== Goal 1 ==
In the encryption excerpt, substitute "key sequence" for "encryption sequence" and give the passage again, starting at "Step 1 divides" and ending at "and $K_z$ = $S_2$ [2 × N:3 × N].".

== Excerpted text ==
When X is the main diffusion sequence, $S_2$ is the round of the encryption sequence; when Y is the main diffusion sequence, $S_3$ is the round of the encryption sequence, and when Z is the main diffusion sequence, $S_4$ is the round of the encryption sequence. Given the space, only X is given here as the diffusion rule for the principal diffusion vector:

Step 1 divides the sequence $S_{SP}$ into three groups of X, Y and Z so that N = H × W, X = $S_{SP}$ [0:N], Y = $S_{SP}$ [N:2 × N], Z = $S_{SP}$ [2 × N:3 × N] and round = $\lfloor {\log }_2^N\rfloor +1$; divide the encryption sequence $S_2$ into three groups of sequences, $K_x$, $K_y$ and $K_z$; let $K_x$ = $S_2$ [0:N], $K_y$ = $S_2$ [N:2 × N] and $K_z$ = $S_2$ [2 × N:3 × N].

(Excerpts from a point labeling dataset)
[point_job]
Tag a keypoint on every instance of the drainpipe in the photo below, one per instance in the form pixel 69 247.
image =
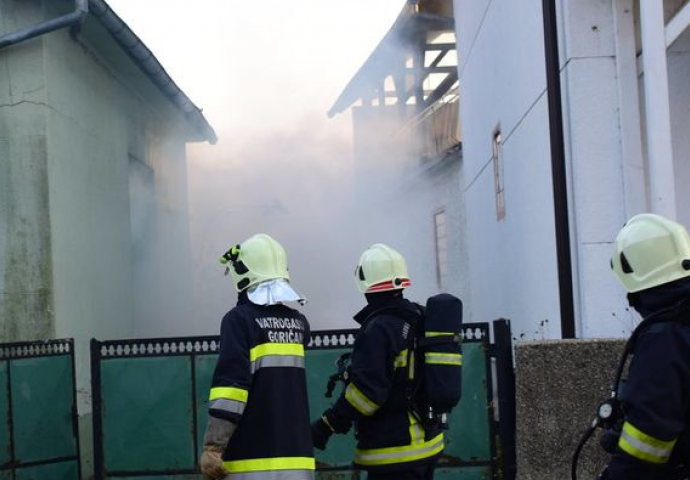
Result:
pixel 81 9
pixel 657 109
pixel 558 170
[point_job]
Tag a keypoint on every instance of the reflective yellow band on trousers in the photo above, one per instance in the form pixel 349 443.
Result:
pixel 269 464
pixel 643 446
pixel 264 349
pixel 360 401
pixel 404 454
pixel 272 475
pixel 431 358
pixel 229 393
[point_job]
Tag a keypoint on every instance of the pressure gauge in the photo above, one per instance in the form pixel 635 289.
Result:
pixel 605 411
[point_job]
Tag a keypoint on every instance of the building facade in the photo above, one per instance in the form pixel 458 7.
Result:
pixel 407 149
pixel 626 150
pixel 93 186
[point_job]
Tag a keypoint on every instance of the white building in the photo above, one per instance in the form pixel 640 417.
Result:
pixel 625 76
pixel 408 155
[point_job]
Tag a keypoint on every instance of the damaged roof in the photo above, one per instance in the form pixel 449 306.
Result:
pixel 407 38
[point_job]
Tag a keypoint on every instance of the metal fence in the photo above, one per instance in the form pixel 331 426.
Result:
pixel 150 401
pixel 38 408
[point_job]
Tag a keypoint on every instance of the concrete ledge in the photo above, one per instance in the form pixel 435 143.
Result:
pixel 559 385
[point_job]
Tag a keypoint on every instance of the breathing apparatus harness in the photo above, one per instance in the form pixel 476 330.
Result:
pixel 609 416
pixel 342 373
pixel 423 408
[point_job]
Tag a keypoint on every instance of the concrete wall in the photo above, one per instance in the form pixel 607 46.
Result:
pixel 559 385
pixel 26 295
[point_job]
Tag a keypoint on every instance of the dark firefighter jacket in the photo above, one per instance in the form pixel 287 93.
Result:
pixel 389 437
pixel 260 384
pixel 656 397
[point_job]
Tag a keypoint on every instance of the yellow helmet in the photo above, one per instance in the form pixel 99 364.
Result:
pixel 257 259
pixel 650 251
pixel 380 269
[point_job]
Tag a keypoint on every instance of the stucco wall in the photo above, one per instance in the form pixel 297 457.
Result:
pixel 502 74
pixel 398 195
pixel 72 111
pixel 101 112
pixel 679 92
pixel 512 261
pixel 26 297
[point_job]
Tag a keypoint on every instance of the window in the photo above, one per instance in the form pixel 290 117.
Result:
pixel 441 234
pixel 497 156
pixel 142 206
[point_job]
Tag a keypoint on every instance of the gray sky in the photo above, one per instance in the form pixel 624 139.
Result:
pixel 238 59
pixel 265 73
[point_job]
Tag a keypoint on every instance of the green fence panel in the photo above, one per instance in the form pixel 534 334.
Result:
pixel 151 401
pixel 148 416
pixel 42 408
pixel 5 448
pixel 38 407
pixel 469 436
pixel 469 439
pixel 55 471
pixel 204 366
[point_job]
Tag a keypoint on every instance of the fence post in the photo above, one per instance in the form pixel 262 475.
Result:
pixel 505 381
pixel 98 463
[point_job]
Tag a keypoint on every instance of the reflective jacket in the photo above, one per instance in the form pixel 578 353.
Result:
pixel 260 384
pixel 656 402
pixel 389 437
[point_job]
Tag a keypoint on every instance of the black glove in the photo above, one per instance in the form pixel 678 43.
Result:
pixel 320 433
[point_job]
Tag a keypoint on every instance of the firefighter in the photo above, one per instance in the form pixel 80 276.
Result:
pixel 258 424
pixel 391 442
pixel 652 261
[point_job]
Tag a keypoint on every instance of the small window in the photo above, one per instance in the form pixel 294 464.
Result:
pixel 142 207
pixel 441 234
pixel 497 156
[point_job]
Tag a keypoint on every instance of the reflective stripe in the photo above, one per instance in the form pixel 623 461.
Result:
pixel 277 361
pixel 644 447
pixel 273 475
pixel 360 401
pixel 410 371
pixel 443 358
pixel 416 430
pixel 230 406
pixel 265 349
pixel 408 453
pixel 264 465
pixel 401 359
pixel 440 334
pixel 229 393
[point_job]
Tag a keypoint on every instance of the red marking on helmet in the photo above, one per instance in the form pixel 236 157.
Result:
pixel 388 285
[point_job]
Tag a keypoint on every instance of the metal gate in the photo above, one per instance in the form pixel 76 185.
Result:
pixel 150 400
pixel 38 407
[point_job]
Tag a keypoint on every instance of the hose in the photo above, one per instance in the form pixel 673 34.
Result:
pixel 576 455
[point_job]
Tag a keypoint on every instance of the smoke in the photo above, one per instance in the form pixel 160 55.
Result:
pixel 266 76
pixel 294 184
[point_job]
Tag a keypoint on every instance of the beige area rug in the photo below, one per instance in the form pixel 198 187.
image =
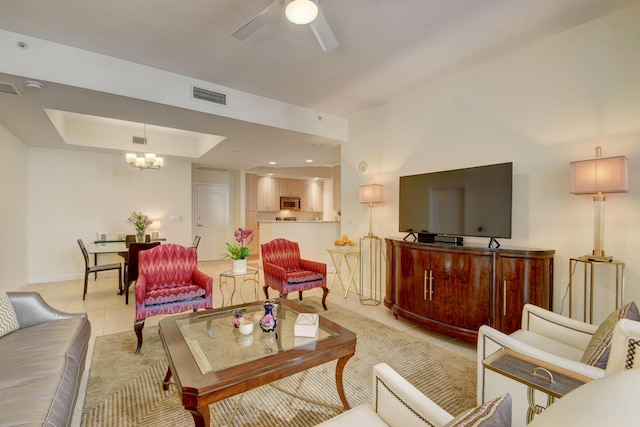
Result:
pixel 125 389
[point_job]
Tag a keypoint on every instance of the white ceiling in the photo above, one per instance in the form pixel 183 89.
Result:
pixel 386 48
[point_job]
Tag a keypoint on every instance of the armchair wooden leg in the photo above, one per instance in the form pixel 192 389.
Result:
pixel 120 280
pixel 86 277
pixel 137 326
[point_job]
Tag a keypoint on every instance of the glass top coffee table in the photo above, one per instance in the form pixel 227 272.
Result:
pixel 210 360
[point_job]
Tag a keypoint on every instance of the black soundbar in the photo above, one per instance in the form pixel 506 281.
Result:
pixel 440 238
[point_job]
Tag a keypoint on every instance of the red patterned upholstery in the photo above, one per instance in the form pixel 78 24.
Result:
pixel 286 272
pixel 169 282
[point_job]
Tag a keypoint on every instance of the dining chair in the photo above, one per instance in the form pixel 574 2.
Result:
pixel 128 239
pixel 131 270
pixel 88 269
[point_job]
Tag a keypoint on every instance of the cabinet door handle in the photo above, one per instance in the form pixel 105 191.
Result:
pixel 504 297
pixel 424 285
pixel 430 285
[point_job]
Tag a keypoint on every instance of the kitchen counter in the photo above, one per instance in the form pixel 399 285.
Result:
pixel 313 237
pixel 299 220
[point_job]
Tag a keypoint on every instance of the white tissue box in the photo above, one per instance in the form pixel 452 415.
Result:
pixel 306 325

== Goal 2 ==
Show every line of the records that contains the string "building", copied in full.

== Result 1 ==
Step 1 divides the sequence $S_{SP}$ into three groups of X, Y and Z so that N = H × W, X = $S_{SP}$ [0:N], Y = $S_{SP}$ [N:2 × N], Z = $S_{SP}$ [2 × N:3 × N] and round = $\lfloor {\log }_2^N\rfloor +1$; divide the key sequence $S_2$ into three groups of sequences, $K_x$, $K_y$ and $K_z$; let $K_x$ = $S_2$ [0:N], $K_y$ = $S_2$ [N:2 × N] and $K_z$ = $S_2$ [2 × N:3 × N].

== Result 2 ==
Tag a keypoint on every instance of the building facade in the photo above, one per instance in the form pixel 458 7.
Tag a keypoint on every instance of the white building in the photo above, one per instance in the form pixel 640 417.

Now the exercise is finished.